***** Dataset excerpts

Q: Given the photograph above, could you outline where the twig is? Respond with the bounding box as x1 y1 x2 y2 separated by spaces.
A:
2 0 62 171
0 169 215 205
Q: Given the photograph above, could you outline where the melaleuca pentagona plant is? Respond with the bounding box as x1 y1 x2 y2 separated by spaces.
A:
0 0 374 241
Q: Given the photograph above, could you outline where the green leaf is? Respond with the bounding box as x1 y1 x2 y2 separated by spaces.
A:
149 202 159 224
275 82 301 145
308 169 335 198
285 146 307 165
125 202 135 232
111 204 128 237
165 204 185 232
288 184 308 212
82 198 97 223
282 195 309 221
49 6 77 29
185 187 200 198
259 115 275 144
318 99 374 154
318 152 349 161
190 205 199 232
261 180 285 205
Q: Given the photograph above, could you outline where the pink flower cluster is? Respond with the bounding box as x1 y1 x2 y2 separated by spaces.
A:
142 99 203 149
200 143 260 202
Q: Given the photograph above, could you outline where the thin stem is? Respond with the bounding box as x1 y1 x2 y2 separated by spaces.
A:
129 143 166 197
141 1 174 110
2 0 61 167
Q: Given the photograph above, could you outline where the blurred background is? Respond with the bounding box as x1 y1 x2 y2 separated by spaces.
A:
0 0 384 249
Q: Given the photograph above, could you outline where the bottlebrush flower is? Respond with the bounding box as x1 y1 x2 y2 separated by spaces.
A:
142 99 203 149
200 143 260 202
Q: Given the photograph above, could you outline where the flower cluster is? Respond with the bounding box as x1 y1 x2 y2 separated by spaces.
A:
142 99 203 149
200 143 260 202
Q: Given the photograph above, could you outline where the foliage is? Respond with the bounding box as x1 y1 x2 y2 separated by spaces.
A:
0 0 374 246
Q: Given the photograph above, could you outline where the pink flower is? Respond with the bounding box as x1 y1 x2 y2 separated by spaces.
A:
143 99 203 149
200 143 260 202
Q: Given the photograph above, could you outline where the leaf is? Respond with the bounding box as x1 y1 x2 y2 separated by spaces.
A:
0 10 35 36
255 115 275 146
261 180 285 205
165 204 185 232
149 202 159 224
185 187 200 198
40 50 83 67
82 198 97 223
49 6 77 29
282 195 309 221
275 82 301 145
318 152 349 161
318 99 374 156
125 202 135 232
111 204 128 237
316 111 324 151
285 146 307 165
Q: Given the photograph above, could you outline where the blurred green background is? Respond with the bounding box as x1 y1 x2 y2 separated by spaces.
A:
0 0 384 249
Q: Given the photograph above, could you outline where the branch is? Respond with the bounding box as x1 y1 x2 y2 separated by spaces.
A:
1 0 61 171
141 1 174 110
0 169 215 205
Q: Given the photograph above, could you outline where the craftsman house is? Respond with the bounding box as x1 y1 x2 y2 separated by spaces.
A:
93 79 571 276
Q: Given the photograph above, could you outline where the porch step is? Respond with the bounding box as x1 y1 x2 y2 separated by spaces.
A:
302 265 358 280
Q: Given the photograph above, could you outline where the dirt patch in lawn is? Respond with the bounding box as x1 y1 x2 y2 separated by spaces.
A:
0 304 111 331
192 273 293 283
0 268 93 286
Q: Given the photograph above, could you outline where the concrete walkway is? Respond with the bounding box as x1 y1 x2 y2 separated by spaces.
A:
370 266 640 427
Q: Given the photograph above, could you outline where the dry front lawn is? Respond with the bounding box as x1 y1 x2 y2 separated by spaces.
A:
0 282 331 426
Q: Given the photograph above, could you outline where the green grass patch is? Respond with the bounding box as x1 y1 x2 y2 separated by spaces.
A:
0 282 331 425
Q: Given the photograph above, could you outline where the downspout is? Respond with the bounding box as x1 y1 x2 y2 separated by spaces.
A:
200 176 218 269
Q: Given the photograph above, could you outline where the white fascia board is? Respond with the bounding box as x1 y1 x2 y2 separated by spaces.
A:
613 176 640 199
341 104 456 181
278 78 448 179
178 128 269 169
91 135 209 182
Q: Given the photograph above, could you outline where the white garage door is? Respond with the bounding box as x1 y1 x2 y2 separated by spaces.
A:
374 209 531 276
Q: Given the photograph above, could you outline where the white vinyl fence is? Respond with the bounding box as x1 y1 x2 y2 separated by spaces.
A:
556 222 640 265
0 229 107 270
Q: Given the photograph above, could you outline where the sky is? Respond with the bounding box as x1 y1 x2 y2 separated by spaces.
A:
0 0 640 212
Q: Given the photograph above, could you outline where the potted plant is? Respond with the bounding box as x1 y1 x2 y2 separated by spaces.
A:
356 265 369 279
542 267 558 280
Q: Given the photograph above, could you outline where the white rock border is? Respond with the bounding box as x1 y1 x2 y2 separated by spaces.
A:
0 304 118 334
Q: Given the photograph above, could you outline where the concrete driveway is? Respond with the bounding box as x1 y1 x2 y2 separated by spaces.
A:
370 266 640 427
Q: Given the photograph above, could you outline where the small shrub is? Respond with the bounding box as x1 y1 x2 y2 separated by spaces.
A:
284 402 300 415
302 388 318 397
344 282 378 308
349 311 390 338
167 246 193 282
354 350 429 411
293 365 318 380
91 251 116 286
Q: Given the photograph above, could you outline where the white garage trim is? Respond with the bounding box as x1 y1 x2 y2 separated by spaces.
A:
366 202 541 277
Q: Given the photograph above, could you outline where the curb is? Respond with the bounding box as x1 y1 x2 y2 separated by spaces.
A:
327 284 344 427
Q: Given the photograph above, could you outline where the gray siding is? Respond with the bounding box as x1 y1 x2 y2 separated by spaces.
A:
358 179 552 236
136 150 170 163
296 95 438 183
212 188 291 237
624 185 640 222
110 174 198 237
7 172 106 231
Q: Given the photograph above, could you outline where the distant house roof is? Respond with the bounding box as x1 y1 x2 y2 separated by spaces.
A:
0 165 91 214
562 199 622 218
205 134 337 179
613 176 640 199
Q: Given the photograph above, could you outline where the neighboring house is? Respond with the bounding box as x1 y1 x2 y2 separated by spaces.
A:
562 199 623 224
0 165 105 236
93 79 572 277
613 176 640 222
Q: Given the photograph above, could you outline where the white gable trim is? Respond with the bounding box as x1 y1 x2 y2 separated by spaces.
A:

**********

## Description of the task:
Can you write out every line of the entries above, character for character, with no changes?

## Answer for the task:
Q: Given the photograph above, could you outline where the twig is? Respond with the bounding box as x1 y1 x2 y2 separated by spaces.
A:
2 0 62 171
0 169 215 205
Q: Given the photograph above, could you outline where the melaleuca pentagona plant is? Respond with the bounding box as x1 y1 x2 y2 separated by spaces.
A:
0 0 374 241
Q: Given the photograph above, could you outline where the green leaf is? Respond with the bounding box as x1 y1 x2 y2 separated by spaces.
A:
149 202 159 224
275 82 301 145
308 169 335 198
285 146 307 165
125 202 135 232
111 204 128 237
165 204 185 232
288 184 308 212
82 198 97 223
282 195 309 221
49 6 77 29
185 187 200 198
259 115 275 144
318 99 374 154
318 152 349 161
190 205 199 232
261 180 285 205
Q: Given the photograph above, could you outline where the pink flower cluster is? Respond with the bounding box as x1 y1 x2 y2 separated by spaces.
A:
142 99 203 149
200 143 260 202
Q: Given the photograph above, could you outline where the thin stem is? Respond with the bounding box as x1 y1 x2 y2 separated by spaces.
A:
129 143 166 197
141 1 174 110
2 0 61 167
Q: Given the photograph above, could you outline where the blurred background is? Respond with the bounding box as x1 y1 x2 y2 separated by spaces.
A:
0 0 384 249
Q: Given the photograph above, could you outline where the bottlebrush flower is? Respond with the bounding box as x1 y1 x2 y2 separated by spaces.
A:
142 99 203 149
200 143 260 202
Q: Given the photograph above, could you outline where the flower cluster is? Respond with the bounding box as x1 y1 x2 y2 separated by spaces.
A:
142 99 203 149
200 143 260 202
Q: Given the photograph above, could you outline where the foliage is? Respond with the bounding box as x1 y1 x2 y2 separated by spaces.
A:
0 0 374 246
Q: Given the photograph above, could you outline where the pink flower is? Respond with the bounding box as x1 y1 x2 y2 separated by spaces.
A:
143 99 203 149
200 143 260 202
Q: Given the photograph above, could you outline where the leaf is? Respond with the bounding box as x1 y1 x2 y2 separated by spaces.
A:
0 10 35 36
255 115 275 146
261 180 285 205
165 204 185 232
149 202 159 224
185 187 200 198
40 50 83 67
82 198 97 223
49 6 77 29
282 195 309 221
275 82 301 145
318 152 349 161
318 99 374 156
125 202 135 232
111 204 128 237
316 111 324 151
285 146 307 165
Q: Given the photograph above, could you outline where the blurred green background is? Respond with the bounding box as x1 y1 x2 y2 separated by spaces.
A:
0 0 384 249
Q: Given the photograph above, could you outline where the branch is? Respond with the bounding box as x1 y1 x2 y2 separated by spaces.
A:
1 0 61 171
141 1 174 110
0 169 215 205
Q: Given the photograph above, could you outline where the craftsman house is? Respond with the bounding box as x1 y1 x2 y2 separated by spaces.
A:
93 79 571 276
Q: Given the photograph above, could you outline where the porch step is? Respond with the bounding box as x1 y1 x2 y2 separated by spaces.
A:
302 265 358 280
Q: Given the photograph above, could you outline where the dirt patch in lawn is? Respond with the bounding box as x1 y1 x2 y2 separated by spaces.
A:
0 304 111 331
192 273 293 283
0 268 93 286
Q: Given the photograph above, could you outline where the concrete walkway is? Respond with the bounding box as x1 y1 x2 y2 separated by spaces.
A:
370 266 640 427
Q: Given the photograph above, could you outline where the dry front lawn is? Respond with the bounding box as x1 y1 x2 y2 separated by spaces.
A:
0 282 331 426
Q: Given the photograph above, could you outline where the green grass patch is? Respond with the bounding box as x1 y1 x2 y2 separated by spaces.
A:
0 282 331 425
Q: Given the photograph above, could you outline where the downspout is? Respond with the bounding box as x1 y1 x2 y2 separated by spaces.
A:
200 176 218 269
Q: Given the photograph above, could you outline where the white fascia board is? Respond with the bounding box as x1 y1 x2 y2 separated by spaces.
A:
613 176 640 199
341 104 456 181
278 78 448 179
178 128 269 169
91 135 209 182
Q: Given the photograph above, could you outline where the white garage door is? Respond with the bounding box as x1 y1 x2 y2 separated by spaces.
A:
374 209 531 276
Q: Given the photograph above, could you outline where the white vinyl fence is? Respond with the bounding box as x1 y1 x2 y2 separated by spaces.
A:
556 222 640 265
0 229 107 270
Q: Given the photograph above, could you outline where the sky is? Respond with the bounding box as x1 y1 x2 y2 separated by spaces.
A:
0 0 640 212
Q: Given the photograph above, could you outline where the potted plant is? Respond with the bounding box as x1 y1 x2 y2 separated by spaces.
A:
356 265 369 279
542 267 558 280
Q: Given the photograph above, could you outline where the white rock border is? Respond with the bounding box as x1 y1 x2 y2 separated by spaces.
A:
0 304 118 334
Q: Given the photograph above, could you outline where the concrete driveway is? Respond with the bounding box as x1 y1 x2 y2 separated by spaces.
A:
370 266 640 427
Q: Given the photograph above, could you outline where the small shrub is? Respond with the bounding box as x1 y1 x2 y2 separated by spaces.
A:
284 402 300 415
302 388 318 397
344 282 378 308
349 311 390 338
167 246 193 282
354 350 429 411
293 365 318 380
91 251 116 286
Q: Given the photograph above, could you outline where the white garage trim is? Respond with the bounding box as x1 y1 x2 y2 separated by spaces.
A:
366 202 541 277
Q: Given the photograph above, could you outline where the curb is? Respond with the bounding box as x1 y1 x2 y2 separated by spaces.
A:
327 284 344 427
Q: Given the photograph above, could you outline where the gray siding is? Respond with the bounding box as x1 y1 x2 y2 separated by spaces.
A:
358 179 552 236
136 150 170 163
296 95 438 183
212 188 291 237
624 185 640 222
110 174 198 237
7 172 106 231
Q: Given the photograph above, could you outline where the distant house roof is? Respond with the bounding box as x1 y1 x2 y2 separated by spaces.
A:
0 165 91 214
562 199 622 218
205 134 337 179
613 176 640 199
Q: Given the photograph above, could you outline where the neighboring house is? Respond with the bounding box as x1 y1 x2 y2 separated by spaces.
A:
562 199 623 224
0 165 105 236
93 79 572 277
613 176 640 222
Q: Given the photograph above, could you outline where the white gable trim is? Respond with the bounding box as x1 y1 x2 y2 separated by spaces.
A:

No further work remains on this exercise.